#### Given entries ####

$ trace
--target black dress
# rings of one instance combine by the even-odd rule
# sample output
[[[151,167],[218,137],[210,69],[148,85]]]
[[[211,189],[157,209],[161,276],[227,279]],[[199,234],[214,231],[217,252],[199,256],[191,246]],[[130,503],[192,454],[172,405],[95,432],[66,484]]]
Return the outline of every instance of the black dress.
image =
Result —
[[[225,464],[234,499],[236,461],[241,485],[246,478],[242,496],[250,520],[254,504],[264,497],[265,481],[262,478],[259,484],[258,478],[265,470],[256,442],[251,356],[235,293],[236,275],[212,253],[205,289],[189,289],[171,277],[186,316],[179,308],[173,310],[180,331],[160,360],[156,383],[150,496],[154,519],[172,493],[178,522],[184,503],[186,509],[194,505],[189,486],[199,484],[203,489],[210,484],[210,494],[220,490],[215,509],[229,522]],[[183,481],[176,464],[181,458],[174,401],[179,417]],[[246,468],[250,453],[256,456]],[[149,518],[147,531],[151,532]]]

####

= Given exercise =
Rewrite the records above, substituting "white shirt" for each occurrence of "black dress" and leaving everything else unchanged.

= Solution to this task =
$ trace
--target white shirt
# rings of one instance combine by the even-odd rule
# sample output
[[[151,167],[218,137],[210,69],[148,85]]]
[[[211,189],[157,209],[161,276],[227,279]],[[199,234],[214,231],[217,252],[199,256],[191,246]],[[130,503],[192,454],[172,405],[95,432],[66,484]]]
Return the outline of every instance of the white shirt.
image =
Result —
[[[225,464],[234,499],[236,461],[241,485],[246,478],[242,496],[250,520],[254,504],[264,497],[265,481],[262,478],[259,484],[258,478],[265,470],[256,442],[251,356],[235,293],[236,275],[212,253],[205,289],[189,289],[171,277],[186,316],[179,308],[173,310],[180,331],[160,360],[156,383],[150,496],[154,519],[172,493],[178,522],[184,503],[186,509],[194,505],[189,486],[199,484],[203,489],[210,484],[210,494],[220,490],[215,509],[229,522]],[[183,481],[176,464],[181,458],[174,401],[179,417]],[[246,468],[250,453],[256,456]],[[149,518],[147,531],[151,532]]]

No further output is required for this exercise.